WHAT YOU ARE ASKED TO DO
Write a continuation of the history of the Beacon of Hope Church, picking up after its final sentence.

PROVIDED PASSAGE
History of Beacon of Hope Church

History: First and Wesley, now Beacon of Hope

The history of the Beacon of Hope United Methodist Church in Framingham can be traced back through the lineage of two churches: First United Methodist Church in North Framingham and Wesley Church in South Framingham.

First United Methodist Church was founded in 1793 with 7 members representing just three families. These members held classes that remained small but active in Saxonville village. Bishop Asbury, of these early years, noted that the First Methodist Church was "a society full of tenderness, sweetness, and love."

First Church always had been in the North part of Framingham but the actual building location changed quite a few times. Our first building was north of Saxonville on Potter Road. This building was then moved to Church Street (otherwise known as Fuller Street) and then to the corner of Elm and Concord. The church then built a new building in Saxonville. This was First's home for 81 years. This church building is now used by the Seventh Day Adventist Church, a testament to fine construction and the giving Methodist spirit creating a new legacy and space for others to worship.

DATA
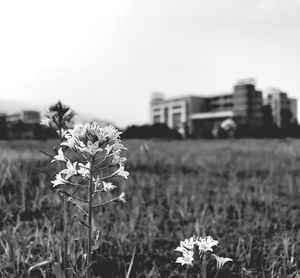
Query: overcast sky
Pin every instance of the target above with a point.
(107, 57)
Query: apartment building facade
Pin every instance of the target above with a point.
(199, 115)
(22, 125)
(281, 103)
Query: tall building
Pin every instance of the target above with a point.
(200, 115)
(22, 125)
(280, 104)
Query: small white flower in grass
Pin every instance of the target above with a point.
(187, 258)
(92, 148)
(108, 186)
(205, 244)
(117, 159)
(60, 156)
(70, 171)
(59, 180)
(45, 121)
(121, 172)
(121, 198)
(221, 261)
(187, 244)
(84, 170)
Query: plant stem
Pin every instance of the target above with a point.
(90, 212)
(65, 215)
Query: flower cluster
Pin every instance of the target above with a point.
(201, 245)
(98, 148)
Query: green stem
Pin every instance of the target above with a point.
(90, 212)
(65, 215)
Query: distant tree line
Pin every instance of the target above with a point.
(289, 128)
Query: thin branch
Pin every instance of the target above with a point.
(74, 197)
(106, 203)
(81, 221)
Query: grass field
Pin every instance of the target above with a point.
(245, 193)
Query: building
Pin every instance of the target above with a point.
(22, 125)
(200, 115)
(281, 104)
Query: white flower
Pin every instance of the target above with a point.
(45, 121)
(120, 172)
(121, 198)
(187, 258)
(92, 148)
(107, 186)
(60, 156)
(117, 159)
(62, 131)
(206, 243)
(186, 245)
(221, 261)
(84, 170)
(58, 180)
(70, 171)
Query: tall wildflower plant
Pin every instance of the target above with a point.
(93, 160)
(198, 252)
(59, 117)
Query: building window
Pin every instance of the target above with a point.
(156, 119)
(177, 121)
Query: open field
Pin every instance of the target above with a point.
(245, 193)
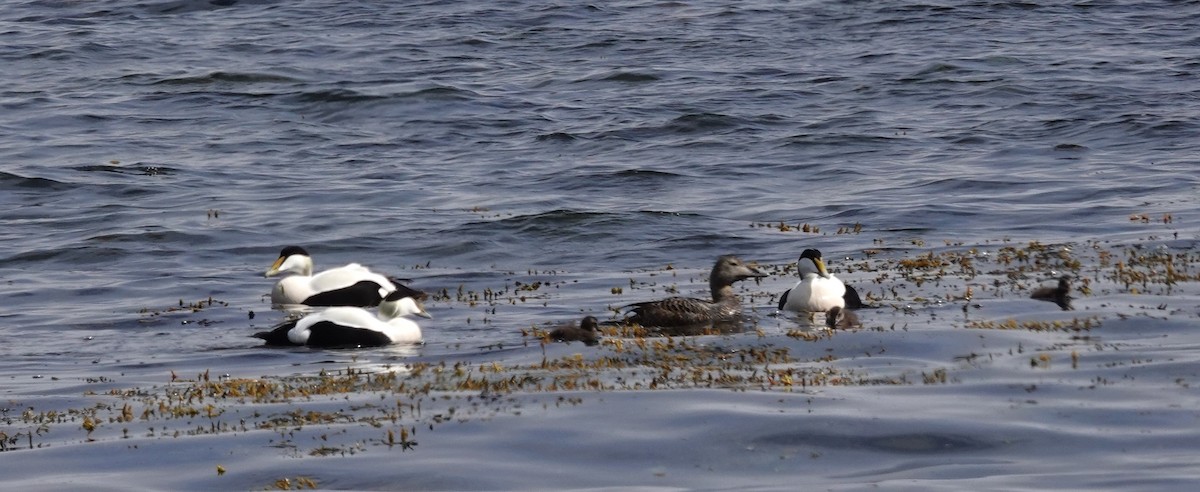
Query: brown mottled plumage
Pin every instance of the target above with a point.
(588, 331)
(724, 307)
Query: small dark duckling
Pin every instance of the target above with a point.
(1060, 294)
(588, 331)
(852, 300)
(841, 318)
(725, 306)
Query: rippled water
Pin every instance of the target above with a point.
(531, 162)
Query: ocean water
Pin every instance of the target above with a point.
(528, 163)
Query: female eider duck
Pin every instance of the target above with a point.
(817, 289)
(1060, 294)
(352, 285)
(346, 327)
(724, 307)
(588, 331)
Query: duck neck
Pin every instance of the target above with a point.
(723, 292)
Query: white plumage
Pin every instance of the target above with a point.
(817, 289)
(345, 327)
(352, 285)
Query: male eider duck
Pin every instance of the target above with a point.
(817, 289)
(841, 318)
(724, 307)
(1060, 294)
(343, 327)
(352, 285)
(588, 331)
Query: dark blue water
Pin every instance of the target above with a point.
(573, 159)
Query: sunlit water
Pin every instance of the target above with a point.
(533, 162)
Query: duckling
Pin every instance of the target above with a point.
(588, 331)
(817, 289)
(346, 327)
(724, 307)
(1060, 294)
(352, 285)
(841, 318)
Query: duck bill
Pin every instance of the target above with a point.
(275, 268)
(821, 270)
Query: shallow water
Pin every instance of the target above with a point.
(531, 163)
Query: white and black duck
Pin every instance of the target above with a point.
(725, 307)
(817, 289)
(343, 327)
(841, 318)
(352, 285)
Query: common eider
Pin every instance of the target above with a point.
(723, 309)
(352, 285)
(1060, 294)
(817, 289)
(345, 327)
(841, 318)
(588, 331)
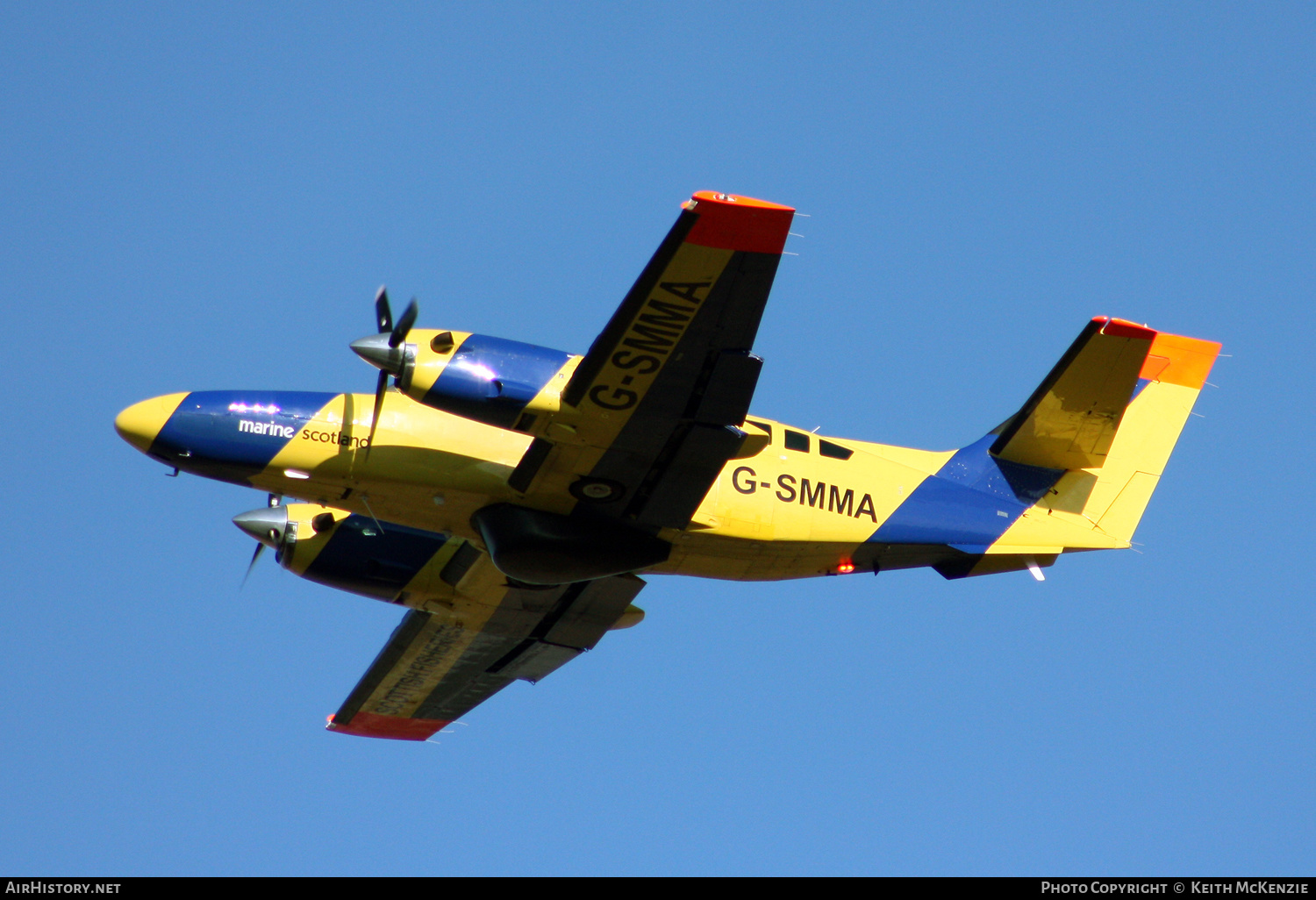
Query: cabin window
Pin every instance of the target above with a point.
(834, 450)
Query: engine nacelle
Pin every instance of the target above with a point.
(489, 379)
(353, 553)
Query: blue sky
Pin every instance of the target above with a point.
(207, 197)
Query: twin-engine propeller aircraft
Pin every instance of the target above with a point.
(508, 495)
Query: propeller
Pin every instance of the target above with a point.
(260, 549)
(384, 355)
(266, 525)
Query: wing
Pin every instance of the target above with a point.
(437, 666)
(650, 415)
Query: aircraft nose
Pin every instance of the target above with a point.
(266, 525)
(142, 421)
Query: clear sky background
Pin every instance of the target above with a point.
(208, 196)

ANSWER SPACE
In the early 1960s, First Church made its move to the current home at the intersection of Brook and Water Streets. Apparently, this location was selected due to a church fair sewing workshop and a comment made by one of the women. In all of First Church's homes, this blessing has held true: "may it be ever filled with the glory of the Lord. Yes, may it provide to be a house of God in very deed."

Wesley Methodist Church began as the First Society of Methodists in South Framingham with 20 men and women in 1869. This was when Framingham and South Framingham were two distinct towns. Wesley then became the Irving Street Methodist Episcopal Church in the late 1800s. Notably, at the Irving Street location, there was a Chinese Sunday School run for local laundrymen. Each man had his own teacher. Then, the church was renamed the First Methodist Episcopal Church of South Framingham and in 1915, it moved to a new building on Lincoln Street and Concord Street.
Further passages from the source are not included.